= Data records =
◇ ◇ ◇ ◇

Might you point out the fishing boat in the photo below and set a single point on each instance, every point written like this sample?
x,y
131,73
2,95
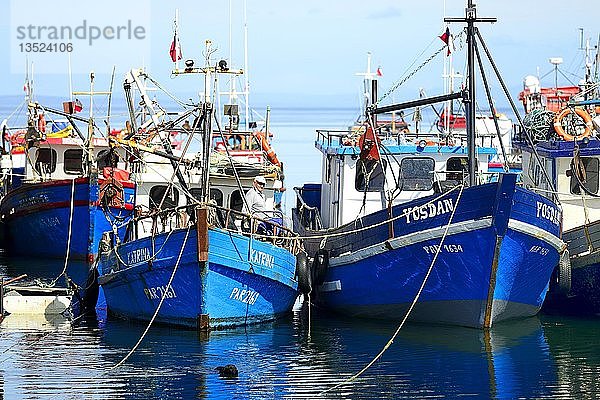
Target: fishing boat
x,y
565,126
72,187
410,227
196,257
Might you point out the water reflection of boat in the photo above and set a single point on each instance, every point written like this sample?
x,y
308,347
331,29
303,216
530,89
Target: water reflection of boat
x,y
511,360
35,322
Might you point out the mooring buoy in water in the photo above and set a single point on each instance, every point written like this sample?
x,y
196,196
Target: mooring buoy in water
x,y
228,371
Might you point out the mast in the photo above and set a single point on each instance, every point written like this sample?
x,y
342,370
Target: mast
x,y
470,19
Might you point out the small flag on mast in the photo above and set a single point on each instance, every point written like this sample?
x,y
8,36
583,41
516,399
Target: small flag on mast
x,y
448,39
175,50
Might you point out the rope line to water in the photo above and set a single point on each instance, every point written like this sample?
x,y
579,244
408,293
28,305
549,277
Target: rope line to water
x,y
10,348
162,299
408,312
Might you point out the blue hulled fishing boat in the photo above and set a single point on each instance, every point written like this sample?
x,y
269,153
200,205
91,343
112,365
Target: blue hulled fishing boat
x,y
195,256
564,124
406,225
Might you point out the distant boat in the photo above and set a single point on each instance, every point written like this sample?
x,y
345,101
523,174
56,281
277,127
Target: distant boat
x,y
564,124
409,221
196,259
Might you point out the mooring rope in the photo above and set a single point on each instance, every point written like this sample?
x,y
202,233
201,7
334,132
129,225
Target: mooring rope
x,y
414,302
162,299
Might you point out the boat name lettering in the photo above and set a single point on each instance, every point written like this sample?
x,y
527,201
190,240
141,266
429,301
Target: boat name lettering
x,y
138,255
539,249
548,212
156,293
243,295
258,257
429,210
448,248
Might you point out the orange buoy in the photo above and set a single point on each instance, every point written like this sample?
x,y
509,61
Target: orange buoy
x,y
587,119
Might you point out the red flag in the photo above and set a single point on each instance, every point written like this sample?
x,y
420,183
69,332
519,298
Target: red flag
x,y
77,106
447,38
175,51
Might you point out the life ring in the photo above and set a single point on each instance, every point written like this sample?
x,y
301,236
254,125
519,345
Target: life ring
x,y
587,119
271,156
41,123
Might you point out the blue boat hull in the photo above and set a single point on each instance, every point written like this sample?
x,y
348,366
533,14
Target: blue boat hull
x,y
37,218
494,263
243,282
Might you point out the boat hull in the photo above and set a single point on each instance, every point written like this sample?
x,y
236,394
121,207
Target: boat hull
x,y
243,282
494,262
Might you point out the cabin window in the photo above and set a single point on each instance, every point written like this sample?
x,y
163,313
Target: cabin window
x,y
215,194
236,202
416,173
457,168
535,171
73,161
45,161
160,192
370,175
587,172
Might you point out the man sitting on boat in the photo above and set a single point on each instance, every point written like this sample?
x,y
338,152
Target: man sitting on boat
x,y
255,197
257,206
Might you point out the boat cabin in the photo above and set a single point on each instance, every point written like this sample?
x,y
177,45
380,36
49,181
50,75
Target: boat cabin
x,y
409,169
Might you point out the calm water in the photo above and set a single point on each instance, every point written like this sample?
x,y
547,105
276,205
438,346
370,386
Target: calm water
x,y
545,357
540,357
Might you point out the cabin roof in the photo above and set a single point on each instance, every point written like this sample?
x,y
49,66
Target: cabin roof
x,y
561,148
411,148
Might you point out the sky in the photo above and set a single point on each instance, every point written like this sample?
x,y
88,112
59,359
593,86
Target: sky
x,y
300,54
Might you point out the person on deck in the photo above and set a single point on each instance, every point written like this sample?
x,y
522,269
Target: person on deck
x,y
255,197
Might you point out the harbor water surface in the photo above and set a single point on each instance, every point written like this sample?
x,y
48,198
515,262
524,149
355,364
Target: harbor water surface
x,y
308,355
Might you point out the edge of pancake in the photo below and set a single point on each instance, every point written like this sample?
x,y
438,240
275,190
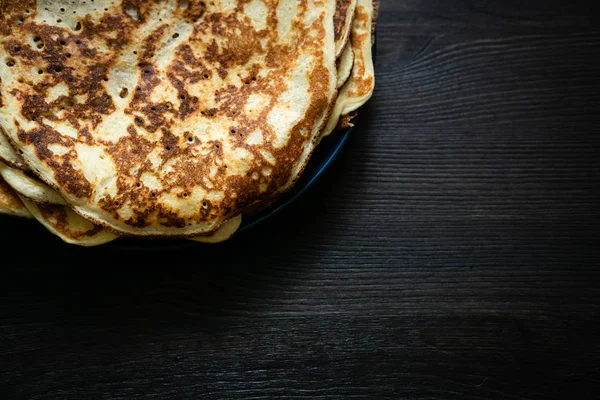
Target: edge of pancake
x,y
10,203
347,6
62,222
297,170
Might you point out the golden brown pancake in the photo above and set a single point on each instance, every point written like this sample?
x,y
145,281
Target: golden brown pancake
x,y
342,23
10,202
166,119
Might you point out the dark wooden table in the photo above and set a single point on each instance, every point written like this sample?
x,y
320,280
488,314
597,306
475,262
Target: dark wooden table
x,y
451,251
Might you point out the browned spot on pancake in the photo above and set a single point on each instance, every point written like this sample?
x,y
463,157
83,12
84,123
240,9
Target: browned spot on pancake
x,y
339,18
8,197
72,180
362,81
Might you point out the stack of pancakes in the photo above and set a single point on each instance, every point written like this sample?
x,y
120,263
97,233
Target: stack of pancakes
x,y
170,118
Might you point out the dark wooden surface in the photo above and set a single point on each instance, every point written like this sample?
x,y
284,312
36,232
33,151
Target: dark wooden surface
x,y
451,251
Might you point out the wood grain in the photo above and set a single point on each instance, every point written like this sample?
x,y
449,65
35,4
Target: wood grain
x,y
450,252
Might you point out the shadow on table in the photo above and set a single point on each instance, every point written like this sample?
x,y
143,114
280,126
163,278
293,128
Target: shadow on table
x,y
112,285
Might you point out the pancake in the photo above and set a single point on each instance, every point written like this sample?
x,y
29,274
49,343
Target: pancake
x,y
359,87
342,23
8,155
72,228
166,119
226,231
30,187
344,65
68,225
10,203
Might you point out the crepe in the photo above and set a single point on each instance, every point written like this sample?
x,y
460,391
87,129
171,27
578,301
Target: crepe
x,y
344,65
68,225
10,202
29,186
166,119
359,87
44,204
342,23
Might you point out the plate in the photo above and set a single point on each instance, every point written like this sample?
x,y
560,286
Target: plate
x,y
323,156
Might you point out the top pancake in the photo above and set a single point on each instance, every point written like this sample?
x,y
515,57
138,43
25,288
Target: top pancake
x,y
342,23
166,119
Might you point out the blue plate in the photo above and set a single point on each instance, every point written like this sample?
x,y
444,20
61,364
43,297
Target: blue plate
x,y
321,159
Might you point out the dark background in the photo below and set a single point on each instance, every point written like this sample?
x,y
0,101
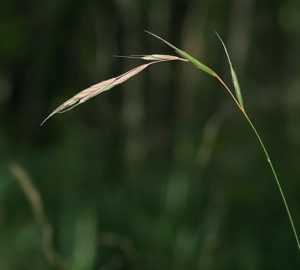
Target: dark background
x,y
161,172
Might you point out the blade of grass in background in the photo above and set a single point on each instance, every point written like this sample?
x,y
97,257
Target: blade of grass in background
x,y
239,103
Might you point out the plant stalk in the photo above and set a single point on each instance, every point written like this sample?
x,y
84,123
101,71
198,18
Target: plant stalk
x,y
267,157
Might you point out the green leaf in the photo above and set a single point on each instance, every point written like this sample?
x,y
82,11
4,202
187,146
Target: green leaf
x,y
187,56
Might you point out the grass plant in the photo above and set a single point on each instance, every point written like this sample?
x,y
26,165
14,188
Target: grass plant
x,y
236,97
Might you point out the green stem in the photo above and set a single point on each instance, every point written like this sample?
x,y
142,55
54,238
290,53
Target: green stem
x,y
267,156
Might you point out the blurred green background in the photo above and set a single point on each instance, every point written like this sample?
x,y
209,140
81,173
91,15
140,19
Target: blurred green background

◇ ◇ ◇ ◇

= Given instruction =
None of the pictures should appear; repeat the records exactly otherwise.

= Response for this exercise =
Might you point out the fishing boat in the photo below and set a single point on each instance, every point written like this sample?
x,y
131,73
2,95
Target: fishing boat
x,y
565,126
72,187
410,227
196,257
Might you point out the water reflection of boat in the photo above and set a single point on each instance, every point written like this sample?
x,y
308,347
331,29
303,216
530,89
Target: water reflection of boat
x,y
511,360
35,322
Might you point out the mooring buoy in water in the photo above and set a single point on each instance, every point written like this sample?
x,y
196,196
Target: mooring buoy in water
x,y
228,371
Might you point out the mast in the photo above and set a single point on each instance, every point written like this sample?
x,y
342,370
Target: mast
x,y
470,19
Might you point out the small flag on mast in the photo above and set a single point on each instance, every point written like this sample?
x,y
8,36
583,41
516,399
Target: small flag on mast
x,y
448,39
175,50
Might you point out the rope line to water in the photo above and set a single point on each instance, every point written like this sample?
x,y
579,244
408,293
28,305
549,277
Target: rope line to water
x,y
10,348
162,299
408,312
Might you point out the blue hulled fishing boat in the photo above and set a single point on each instance, every point written like this sample?
x,y
269,153
200,205
91,343
112,365
Target: blue hulled fishing boat
x,y
195,256
564,124
406,225
Might you point out the distant boat in the photo above and set a single point on each instance, every point written like this sample?
x,y
345,101
523,174
56,281
277,127
Target: distant boat
x,y
564,124
409,221
196,259
Might you point out the mooring rope in the photo above and set a single point on each instance, every point written like this sample?
x,y
202,233
201,7
334,132
129,225
Target: mooring rope
x,y
414,302
162,299
Might you point out the boat name lettering in the photo above and set a single point on each instance, every point written like this sample?
x,y
527,201
190,240
141,266
429,301
Target: boat name lettering
x,y
138,255
539,249
548,212
156,293
243,295
258,257
429,210
448,248
Might you point out the orange buoy in the photo above and set a single point on each instance, every point written like this sample?
x,y
509,61
Target: orange buoy
x,y
587,119
Might you point out the red flag in the photo above and set a single point on each instance, every point written like this sample?
x,y
420,183
69,332
519,298
Target: red flag
x,y
77,106
447,38
175,51
Might you point out the life ring in the photo above and set a single point on each instance, every point written like this sample?
x,y
301,236
254,125
519,345
Target: life ring
x,y
587,119
271,156
41,123
Might you point out the blue boat hull in the photo above and set a single point on each instance, every point written like this sample?
x,y
348,366
533,14
Target: blue boat hull
x,y
37,218
494,263
243,282
Might you point out the boat hull in the photo above and set a single point on each instance, every point written like this sample?
x,y
236,394
121,207
Target: boat hull
x,y
243,282
494,262
Might you point out the cabin window in the photo above and set a single point on each instance, every point written like this sample?
x,y
163,313
Target: cabin window
x,y
215,194
236,202
416,173
457,168
535,171
73,161
45,161
160,192
370,175
587,172
Might you point out the man sitting on boat in the photo above and set a single point on each instance, every point written like this sample?
x,y
338,152
Target: man sitting on boat
x,y
255,197
257,206
Might you point out the boat cabin in the photo above and set a single point on each instance, every point written like this sample?
x,y
177,45
380,36
49,181
50,75
Target: boat cabin
x,y
409,169
Might you point out the calm water in the photo above and set a single point on each instance, every point written like this sample?
x,y
547,105
276,205
438,346
370,386
Target: calm water
x,y
545,357
540,357
Might you point out the cabin roof in the photo above and set a single point on each instance, every point written like this sample?
x,y
49,66
Target: cabin roof
x,y
561,148
411,148
Might you point out the sky in the photo above and set a single point on each instance, every point written like this sample?
x,y
88,112
59,359
593,86
Target: sky
x,y
300,54
Might you point out the person on deck in the photo above and set a single point on each instance, every point written like this sample?
x,y
522,269
Target: person on deck
x,y
255,197
Might you point out the harbor water surface in the photo above and set a single point on each instance, every point written like this sample?
x,y
48,198
515,262
524,149
355,364
Target: harbor water surface
x,y
308,355
Might you point out the edge of pancake in the photo below and set a single point on each instance, every point written like this sample?
x,y
438,240
275,190
Target: edge of pancake
x,y
10,203
347,6
62,222
297,170
Might you point out the golden brown pancake in the photo above and set a single point on each instance, every point written like this sample?
x,y
145,281
Target: golden brown pancake
x,y
342,23
10,202
166,119
Might you point out the dark wooden table in the photo above and set a single point on each instance, every point written like this sample?
x,y
320,280
488,314
597,306
475,262
Target: dark wooden table
x,y
451,251
Might you point out the browned spot on pancake in the photo above and set a single point on each instance, every point written like this sample?
x,y
463,157
83,12
84,123
240,9
Target: browned spot on pancake
x,y
339,18
8,197
72,180
362,81
Might you point out the stack of pancakes in the photo above and set a single point on each instance, every point written like this sample?
x,y
120,263
97,233
Target: stack of pancakes
x,y
170,118
Might you point out the dark wooden surface in the photo above and set a single point on each instance, every point written like this sample?
x,y
284,312
36,232
33,151
Target: dark wooden surface
x,y
451,251
Might you point out the wood grain in the photo above and set a single point on each instance, every point written like this sample?
x,y
449,65
35,4
Target: wood grain
x,y
450,252
Might you point out the shadow on table in the photo above and set a single point on each instance, every point written like this sample?
x,y
143,114
280,126
163,278
293,128
Target: shadow on table
x,y
112,285
Might you point out the pancake in the photo above and set a single point on each instance, every point written like this sample?
x,y
29,274
49,343
Target: pancake
x,y
359,87
342,23
8,155
72,228
166,119
226,231
30,187
344,65
68,225
10,203
Might you point out the crepe in the photo above and set a single point on each instance, every point written like this sample?
x,y
460,391
87,129
171,27
578,301
Target: crepe
x,y
344,65
68,225
10,202
29,186
166,119
359,87
44,204
342,23
Might you point out the plate in the photo above and set a single point on each instance, every point written like this sample?
x,y
560,286
Target: plate
x,y
323,156
Might you point out the top pancake in the photo above and set a single point on each instance, every point written like this sample?
x,y
515,57
138,43
25,288
Target: top pancake
x,y
342,23
166,119
Might you point out the blue plate in the photo above and set a single point on each instance, every point written like this sample?
x,y
444,20
61,364
43,297
Target: blue plate
x,y
321,159
Might you point out the dark background in the photo below and set a single point on each instance, every point written like this sample?
x,y
0,101
Target: dark background
x,y
161,172
Might you point out the blade of grass in background in the photo above and set a single point on each instance, every point written like this sample?
x,y
97,257
Target: blade of grass in background
x,y
239,103
Might you point out the plant stalk in the photo above and set a single point on each instance, every point written like this sample?
x,y
84,123
101,71
198,18
Target: plant stalk
x,y
267,157
Might you point out the green leaf in the photo above and set a single point on each instance, every point written like this sample?
x,y
82,11
4,202
187,146
Target: green leaf
x,y
187,56
Might you point out the grass plant in the photo above and set a single point on each instance, every point written like this sample?
x,y
26,165
14,188
Target: grass plant
x,y
236,97
Might you point out the green stem in the photo above and set a single point on each instance, every point written like this sample?
x,y
142,55
54,238
290,53
Target: green stem
x,y
267,156
Might you point out the blurred green background in the photo above and set a single point on each instance, every point written like this sample?
x,y
209,140
81,173
91,15
140,19
Target: blurred green background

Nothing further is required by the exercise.